→ AIM
The required output is the line containing "TARGET: dark window opening" through the final line of the material below, printed exactly, with no other lines.

BEGIN

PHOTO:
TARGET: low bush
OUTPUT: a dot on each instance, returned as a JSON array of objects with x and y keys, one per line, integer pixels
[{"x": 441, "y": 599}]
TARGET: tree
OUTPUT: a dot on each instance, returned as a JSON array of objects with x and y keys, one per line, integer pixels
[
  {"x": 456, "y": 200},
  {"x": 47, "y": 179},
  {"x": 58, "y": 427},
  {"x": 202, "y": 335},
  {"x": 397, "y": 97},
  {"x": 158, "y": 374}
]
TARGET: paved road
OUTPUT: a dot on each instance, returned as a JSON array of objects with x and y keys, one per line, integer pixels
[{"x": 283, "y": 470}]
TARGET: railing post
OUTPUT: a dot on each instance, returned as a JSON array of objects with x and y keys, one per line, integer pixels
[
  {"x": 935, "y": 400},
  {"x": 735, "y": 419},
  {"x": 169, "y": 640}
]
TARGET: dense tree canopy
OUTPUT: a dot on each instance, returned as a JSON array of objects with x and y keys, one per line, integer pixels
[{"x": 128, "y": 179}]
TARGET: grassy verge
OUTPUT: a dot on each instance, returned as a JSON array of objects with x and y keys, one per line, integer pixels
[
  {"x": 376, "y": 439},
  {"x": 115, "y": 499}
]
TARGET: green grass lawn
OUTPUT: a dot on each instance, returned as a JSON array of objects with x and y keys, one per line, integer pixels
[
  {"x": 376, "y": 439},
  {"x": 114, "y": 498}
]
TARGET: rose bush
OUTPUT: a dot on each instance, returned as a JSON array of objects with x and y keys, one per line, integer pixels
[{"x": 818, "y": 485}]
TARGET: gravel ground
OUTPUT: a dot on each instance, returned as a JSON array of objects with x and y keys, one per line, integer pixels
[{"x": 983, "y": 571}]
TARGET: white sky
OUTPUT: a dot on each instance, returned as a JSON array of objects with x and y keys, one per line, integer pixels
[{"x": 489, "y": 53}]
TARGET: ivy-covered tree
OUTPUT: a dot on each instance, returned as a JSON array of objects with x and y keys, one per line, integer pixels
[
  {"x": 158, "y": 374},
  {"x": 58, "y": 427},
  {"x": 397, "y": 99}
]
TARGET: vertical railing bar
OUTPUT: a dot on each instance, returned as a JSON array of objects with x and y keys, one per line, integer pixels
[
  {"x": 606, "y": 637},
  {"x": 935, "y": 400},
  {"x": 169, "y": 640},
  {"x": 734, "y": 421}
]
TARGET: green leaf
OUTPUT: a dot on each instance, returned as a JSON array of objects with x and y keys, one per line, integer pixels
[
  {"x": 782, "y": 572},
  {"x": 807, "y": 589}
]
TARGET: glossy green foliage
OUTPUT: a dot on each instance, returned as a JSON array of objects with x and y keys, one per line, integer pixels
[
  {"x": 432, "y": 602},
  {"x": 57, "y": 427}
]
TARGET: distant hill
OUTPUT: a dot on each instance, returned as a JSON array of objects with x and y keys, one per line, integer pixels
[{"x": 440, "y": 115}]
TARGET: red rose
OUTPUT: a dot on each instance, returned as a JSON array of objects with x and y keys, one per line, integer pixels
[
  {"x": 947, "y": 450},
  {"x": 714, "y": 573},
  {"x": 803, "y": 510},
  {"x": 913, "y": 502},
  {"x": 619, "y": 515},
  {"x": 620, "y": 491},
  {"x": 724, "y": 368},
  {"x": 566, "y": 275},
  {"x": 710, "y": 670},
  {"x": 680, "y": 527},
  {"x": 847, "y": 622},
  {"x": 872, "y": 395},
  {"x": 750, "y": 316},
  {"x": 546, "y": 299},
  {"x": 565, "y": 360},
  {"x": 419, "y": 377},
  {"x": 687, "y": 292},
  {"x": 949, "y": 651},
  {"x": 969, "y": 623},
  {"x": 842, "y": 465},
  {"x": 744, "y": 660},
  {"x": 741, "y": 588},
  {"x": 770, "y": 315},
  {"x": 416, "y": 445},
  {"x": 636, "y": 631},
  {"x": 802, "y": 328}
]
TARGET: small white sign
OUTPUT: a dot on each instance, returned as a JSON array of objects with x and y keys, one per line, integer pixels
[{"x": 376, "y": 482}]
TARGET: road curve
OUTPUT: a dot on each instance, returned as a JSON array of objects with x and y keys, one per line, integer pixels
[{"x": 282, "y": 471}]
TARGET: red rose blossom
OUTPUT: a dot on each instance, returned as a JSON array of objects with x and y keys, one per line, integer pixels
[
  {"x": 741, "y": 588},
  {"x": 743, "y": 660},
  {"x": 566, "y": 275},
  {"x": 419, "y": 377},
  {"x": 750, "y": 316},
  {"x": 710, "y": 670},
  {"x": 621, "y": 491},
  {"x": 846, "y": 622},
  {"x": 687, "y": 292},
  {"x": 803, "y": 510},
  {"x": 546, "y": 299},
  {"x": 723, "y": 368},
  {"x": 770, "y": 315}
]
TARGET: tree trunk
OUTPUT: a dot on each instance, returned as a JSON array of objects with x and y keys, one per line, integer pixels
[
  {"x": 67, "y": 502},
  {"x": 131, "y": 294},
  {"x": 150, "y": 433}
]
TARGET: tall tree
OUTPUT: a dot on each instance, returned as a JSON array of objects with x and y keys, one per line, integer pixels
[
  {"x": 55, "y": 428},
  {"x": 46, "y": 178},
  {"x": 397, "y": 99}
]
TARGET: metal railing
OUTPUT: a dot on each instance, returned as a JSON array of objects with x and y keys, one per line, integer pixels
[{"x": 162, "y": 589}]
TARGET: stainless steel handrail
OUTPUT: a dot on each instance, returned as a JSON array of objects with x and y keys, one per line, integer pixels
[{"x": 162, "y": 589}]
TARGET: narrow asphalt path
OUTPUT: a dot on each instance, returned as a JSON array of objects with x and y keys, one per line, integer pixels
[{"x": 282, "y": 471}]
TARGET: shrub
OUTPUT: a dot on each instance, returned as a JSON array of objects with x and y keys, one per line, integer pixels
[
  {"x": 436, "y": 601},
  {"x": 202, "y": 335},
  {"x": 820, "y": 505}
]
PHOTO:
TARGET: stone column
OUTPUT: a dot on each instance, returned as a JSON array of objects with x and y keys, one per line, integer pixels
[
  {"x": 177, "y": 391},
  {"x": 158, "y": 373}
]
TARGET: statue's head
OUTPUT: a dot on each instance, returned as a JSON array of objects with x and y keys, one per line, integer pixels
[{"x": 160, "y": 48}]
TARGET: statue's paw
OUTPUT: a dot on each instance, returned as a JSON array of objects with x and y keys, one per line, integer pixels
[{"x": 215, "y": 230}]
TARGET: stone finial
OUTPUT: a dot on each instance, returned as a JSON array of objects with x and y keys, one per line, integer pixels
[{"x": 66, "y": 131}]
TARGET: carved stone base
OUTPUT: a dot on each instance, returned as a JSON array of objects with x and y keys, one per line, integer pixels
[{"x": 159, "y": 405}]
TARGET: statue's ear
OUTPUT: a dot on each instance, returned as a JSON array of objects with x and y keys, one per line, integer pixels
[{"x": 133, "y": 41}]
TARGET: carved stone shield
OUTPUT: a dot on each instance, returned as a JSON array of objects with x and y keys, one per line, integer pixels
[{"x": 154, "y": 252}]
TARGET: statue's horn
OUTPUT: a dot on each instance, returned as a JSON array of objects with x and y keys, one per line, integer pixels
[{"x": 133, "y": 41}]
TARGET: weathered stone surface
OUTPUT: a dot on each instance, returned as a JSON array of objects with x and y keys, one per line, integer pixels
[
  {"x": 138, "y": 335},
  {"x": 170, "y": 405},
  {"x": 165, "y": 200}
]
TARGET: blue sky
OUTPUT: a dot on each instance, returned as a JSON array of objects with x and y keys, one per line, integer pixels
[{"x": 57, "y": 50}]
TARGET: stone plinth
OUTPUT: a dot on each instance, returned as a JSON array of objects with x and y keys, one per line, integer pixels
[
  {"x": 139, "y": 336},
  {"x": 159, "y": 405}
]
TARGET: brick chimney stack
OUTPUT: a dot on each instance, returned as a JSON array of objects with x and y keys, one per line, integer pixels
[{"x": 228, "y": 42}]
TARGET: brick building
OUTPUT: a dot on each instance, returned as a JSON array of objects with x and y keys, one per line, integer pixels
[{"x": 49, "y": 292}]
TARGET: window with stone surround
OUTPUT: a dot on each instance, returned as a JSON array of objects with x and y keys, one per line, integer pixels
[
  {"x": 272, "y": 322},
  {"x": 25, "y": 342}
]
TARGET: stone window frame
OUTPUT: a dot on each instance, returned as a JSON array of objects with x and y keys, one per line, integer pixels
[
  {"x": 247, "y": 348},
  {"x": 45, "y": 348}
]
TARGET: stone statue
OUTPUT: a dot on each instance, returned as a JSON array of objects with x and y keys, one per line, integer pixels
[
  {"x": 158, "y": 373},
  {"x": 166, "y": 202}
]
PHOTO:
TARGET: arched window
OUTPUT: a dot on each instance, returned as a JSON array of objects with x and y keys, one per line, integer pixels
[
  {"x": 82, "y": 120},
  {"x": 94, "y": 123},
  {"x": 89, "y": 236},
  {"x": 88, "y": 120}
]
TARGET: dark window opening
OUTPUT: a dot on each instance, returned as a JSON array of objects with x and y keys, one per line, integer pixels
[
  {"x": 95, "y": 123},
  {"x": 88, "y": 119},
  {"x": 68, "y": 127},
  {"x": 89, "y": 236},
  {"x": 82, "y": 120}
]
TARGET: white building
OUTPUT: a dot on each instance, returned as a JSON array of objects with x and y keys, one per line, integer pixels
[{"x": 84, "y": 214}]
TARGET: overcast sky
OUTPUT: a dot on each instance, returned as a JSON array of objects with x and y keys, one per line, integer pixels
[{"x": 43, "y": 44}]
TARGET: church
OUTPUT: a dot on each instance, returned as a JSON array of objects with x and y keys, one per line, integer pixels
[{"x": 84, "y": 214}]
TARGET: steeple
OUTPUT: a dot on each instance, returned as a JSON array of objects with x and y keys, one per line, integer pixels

END

→ TASK RESPONSE
TARGET: dark window opening
OUTPUT: a dot on each instance, returned as a JSON array of objects with x and y keys, one per line, integer pixels
[
  {"x": 95, "y": 123},
  {"x": 88, "y": 119},
  {"x": 68, "y": 127},
  {"x": 89, "y": 236},
  {"x": 82, "y": 120}
]
TARGET: white building
OUTPUT: a dot on each instance, returned as a JSON array of objects with x and y keys, one per line, integer pixels
[{"x": 84, "y": 214}]
TARGET: overcast sky
OUTPUT: a dot on each instance, returned as a JSON array of objects with x and y keys, one per line, integer pixels
[{"x": 43, "y": 44}]
TARGET: church
OUTPUT: a dot on each instance, returned as a JSON array of objects with x and y keys, one per line, integer pixels
[{"x": 84, "y": 214}]
TARGET: steeple
OUTPUT: a dot on each instance, returned as a JSON array of objects with x and y keys, one per line, integer pixels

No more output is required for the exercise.